» **SUPPLIED TEXT**
•••

Note that in an early paper,^{6} and references therein, *χ*(*z*) was termed the *local susceptibility* since it is the direct analog for continuum fluids of the layer magnetic susceptibility *χ*_{n} in an Ising lattice subject to a surface magnetic field. Specifically, *χ*_{n} = *∂m*_{n}/*∂h* is the derivative of the (average) magnetization *m*_{n}, in the *n*th layer away from the surface, w.r.t. the external magnetic field *h*; recall that *h* is equivalent to the chemical potential *μ*. The layer susceptibility provides a powerful measure of the strength of local magnetization fluctuations in layer *n*, and measurements of *χ*_{n}, using Monte Carlo simulations, have played a key role in elucidating the fundamental physics of wetting transitions and phase transitions arising from confinement.^{14,15}

Arguments that *χ*(*r*) provides an effective measure of the degree of solvo-/hydrophobicity at finite spherical solutes were presented in two recent papers,^{16,17} which draw upon ideas from earlier studies of critical drying at (very large) spherical particles.^{18} Similarly to planar systems, a pronounced peak develops in *χ*(*r*) close to the solute whose height increases with the proximity to bulk coexistence and now also with the radius of the solute; the latter acts as a further variable in a comprehensive scaling analysis of solvent thermodynamics and density fluctuations at a solvophobe. Importantly, these studies, together with those for the planar cases, emphasize the lack of water-specific mechanisms for the behavior near an extended hydrophobe: the physics of the density fluctuations around a generic solvophobe should be the same.

•••

» **INFORMATION SHOWN**
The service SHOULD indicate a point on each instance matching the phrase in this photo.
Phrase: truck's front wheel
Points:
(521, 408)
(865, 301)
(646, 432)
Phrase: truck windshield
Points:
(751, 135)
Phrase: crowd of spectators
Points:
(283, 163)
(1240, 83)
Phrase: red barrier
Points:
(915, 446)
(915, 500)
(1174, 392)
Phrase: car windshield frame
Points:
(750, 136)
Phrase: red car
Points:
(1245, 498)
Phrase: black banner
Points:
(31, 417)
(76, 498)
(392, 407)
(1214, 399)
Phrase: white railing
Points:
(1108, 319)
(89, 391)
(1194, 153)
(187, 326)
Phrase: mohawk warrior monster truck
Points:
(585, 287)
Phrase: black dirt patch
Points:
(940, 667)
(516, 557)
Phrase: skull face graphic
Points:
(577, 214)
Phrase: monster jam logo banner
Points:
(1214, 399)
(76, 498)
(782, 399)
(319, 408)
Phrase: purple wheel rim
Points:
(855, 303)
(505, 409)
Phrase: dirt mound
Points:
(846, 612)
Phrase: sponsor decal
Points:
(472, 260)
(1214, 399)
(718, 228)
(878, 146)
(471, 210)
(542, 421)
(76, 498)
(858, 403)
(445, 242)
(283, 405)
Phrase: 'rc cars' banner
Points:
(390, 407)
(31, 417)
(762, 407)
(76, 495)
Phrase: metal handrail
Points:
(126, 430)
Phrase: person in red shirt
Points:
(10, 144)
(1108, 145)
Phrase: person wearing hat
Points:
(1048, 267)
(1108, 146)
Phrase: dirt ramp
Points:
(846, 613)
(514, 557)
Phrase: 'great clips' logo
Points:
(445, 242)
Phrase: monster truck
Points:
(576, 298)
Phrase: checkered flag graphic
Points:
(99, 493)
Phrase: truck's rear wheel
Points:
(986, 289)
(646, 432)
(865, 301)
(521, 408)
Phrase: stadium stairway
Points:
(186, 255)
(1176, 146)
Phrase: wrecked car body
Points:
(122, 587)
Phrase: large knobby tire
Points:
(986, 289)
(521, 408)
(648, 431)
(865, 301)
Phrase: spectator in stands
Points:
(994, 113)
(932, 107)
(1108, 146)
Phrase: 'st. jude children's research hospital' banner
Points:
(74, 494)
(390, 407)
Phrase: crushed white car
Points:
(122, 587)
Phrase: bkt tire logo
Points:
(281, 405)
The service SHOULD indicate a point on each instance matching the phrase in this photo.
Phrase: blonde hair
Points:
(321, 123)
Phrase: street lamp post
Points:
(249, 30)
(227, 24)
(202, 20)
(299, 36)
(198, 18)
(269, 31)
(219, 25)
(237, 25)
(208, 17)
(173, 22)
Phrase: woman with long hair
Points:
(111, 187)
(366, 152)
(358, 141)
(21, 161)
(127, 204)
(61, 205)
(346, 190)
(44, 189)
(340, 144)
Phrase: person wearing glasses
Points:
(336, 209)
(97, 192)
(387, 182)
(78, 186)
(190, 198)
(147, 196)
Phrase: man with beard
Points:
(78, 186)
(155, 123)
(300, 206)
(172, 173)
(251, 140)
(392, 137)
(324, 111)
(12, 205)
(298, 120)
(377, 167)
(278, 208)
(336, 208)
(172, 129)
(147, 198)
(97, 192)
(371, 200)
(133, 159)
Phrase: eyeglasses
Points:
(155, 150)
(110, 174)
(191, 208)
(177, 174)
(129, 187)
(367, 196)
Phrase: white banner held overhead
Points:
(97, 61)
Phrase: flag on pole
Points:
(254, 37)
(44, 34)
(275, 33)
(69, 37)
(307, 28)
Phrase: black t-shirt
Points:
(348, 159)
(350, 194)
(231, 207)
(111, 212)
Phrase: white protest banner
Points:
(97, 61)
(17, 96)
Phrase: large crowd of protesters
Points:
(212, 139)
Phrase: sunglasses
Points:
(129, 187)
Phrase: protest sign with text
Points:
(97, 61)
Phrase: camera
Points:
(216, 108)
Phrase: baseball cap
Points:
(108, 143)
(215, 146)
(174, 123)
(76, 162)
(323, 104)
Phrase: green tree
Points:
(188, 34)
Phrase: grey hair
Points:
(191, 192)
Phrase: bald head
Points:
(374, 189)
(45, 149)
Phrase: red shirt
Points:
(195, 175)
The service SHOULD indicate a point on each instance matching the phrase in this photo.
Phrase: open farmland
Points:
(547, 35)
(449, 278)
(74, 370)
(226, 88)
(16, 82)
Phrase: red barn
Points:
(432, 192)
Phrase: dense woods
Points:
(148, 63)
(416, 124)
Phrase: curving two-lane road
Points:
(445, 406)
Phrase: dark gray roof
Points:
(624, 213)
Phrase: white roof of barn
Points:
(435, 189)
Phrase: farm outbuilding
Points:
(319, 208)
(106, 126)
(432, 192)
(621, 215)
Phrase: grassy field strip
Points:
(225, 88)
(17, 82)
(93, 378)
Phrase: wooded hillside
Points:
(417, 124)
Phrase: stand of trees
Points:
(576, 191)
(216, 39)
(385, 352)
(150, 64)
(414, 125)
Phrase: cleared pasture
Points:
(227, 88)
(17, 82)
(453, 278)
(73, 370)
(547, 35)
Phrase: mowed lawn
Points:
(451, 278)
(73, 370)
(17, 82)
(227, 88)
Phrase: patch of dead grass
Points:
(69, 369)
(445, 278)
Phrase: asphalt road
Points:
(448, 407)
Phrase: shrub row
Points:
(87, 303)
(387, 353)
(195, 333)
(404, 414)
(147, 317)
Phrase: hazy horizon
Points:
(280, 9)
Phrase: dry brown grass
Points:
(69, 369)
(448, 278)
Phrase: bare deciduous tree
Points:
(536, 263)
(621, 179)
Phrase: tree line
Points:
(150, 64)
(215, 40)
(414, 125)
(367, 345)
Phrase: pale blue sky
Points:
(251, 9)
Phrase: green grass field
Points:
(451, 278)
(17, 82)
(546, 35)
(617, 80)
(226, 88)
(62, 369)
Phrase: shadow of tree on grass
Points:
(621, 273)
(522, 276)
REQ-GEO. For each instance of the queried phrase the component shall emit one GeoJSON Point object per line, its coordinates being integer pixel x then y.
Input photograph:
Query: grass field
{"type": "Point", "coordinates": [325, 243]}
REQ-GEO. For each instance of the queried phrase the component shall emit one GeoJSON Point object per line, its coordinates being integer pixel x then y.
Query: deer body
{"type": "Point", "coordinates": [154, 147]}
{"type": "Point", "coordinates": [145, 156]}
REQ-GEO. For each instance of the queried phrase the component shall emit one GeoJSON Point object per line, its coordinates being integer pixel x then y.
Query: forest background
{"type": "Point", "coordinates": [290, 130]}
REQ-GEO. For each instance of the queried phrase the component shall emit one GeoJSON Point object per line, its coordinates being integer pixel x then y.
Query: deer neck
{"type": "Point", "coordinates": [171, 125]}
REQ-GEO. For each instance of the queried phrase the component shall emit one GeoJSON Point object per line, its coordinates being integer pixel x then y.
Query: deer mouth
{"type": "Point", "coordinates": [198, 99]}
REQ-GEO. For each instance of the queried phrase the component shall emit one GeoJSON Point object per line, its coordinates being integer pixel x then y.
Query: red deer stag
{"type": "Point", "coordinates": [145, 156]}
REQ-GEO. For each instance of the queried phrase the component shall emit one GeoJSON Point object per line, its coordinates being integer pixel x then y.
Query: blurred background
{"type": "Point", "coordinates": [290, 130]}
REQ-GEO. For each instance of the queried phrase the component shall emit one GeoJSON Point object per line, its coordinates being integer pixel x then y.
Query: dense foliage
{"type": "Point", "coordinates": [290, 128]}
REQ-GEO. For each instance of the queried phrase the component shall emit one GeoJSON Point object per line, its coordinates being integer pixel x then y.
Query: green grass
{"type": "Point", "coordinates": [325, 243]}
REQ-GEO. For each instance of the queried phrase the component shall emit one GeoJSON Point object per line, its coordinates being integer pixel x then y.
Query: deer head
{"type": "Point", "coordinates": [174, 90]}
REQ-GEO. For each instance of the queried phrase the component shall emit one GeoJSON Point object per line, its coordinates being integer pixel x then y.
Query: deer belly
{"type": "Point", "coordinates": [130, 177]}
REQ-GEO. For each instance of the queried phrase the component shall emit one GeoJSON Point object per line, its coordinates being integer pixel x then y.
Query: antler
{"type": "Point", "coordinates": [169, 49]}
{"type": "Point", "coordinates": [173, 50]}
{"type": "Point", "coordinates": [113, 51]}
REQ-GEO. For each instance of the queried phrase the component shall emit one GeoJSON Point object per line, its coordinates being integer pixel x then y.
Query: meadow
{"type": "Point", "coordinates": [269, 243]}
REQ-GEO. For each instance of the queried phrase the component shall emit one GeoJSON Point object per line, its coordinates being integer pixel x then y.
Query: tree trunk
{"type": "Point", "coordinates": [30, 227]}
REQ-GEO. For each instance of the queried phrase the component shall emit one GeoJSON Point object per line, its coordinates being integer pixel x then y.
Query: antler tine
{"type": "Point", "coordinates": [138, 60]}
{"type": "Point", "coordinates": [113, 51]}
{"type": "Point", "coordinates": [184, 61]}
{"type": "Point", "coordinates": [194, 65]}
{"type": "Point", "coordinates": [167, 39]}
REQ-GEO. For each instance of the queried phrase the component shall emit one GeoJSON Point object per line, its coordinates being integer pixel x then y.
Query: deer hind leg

•••

» **SHORT TASK 1**
Reproduce everything in the susceptibility passage from "Arguments that *χ*(*r*)" down to "be the same.".
» **SHORT TASK 2**
List every reference number that the susceptibility passage cites in superscript.

» **EXERCISE RESPONSE 1**
Arguments that *χ*(*r*) provides an effective measure of the degree of solvo-/hydrophobicity at finite spherical solutes were presented in two recent papers,^{16,17} which draw upon ideas from earlier studies of critical drying at (very large) spherical particles.^{18} Similarly to planar systems, a pronounced peak develops in *χ*(*r*) close to the solute whose height increases with the proximity to bulk coexistence and now also with the radius of the solute; the latter acts as a further variable in a comprehensive scaling analysis of solvent thermodynamics and density fluctuations at a solvophobe. Importantly, these studies, together with those for the planar cases, emphasize the lack of water-specific mechanisms for the behavior near an extended hydrophobe: the physics of the density fluctuations around a generic solvophobe should be the same.

» **EXERCISE RESPONSE 2**
6, 14, 15, 16, 17, 18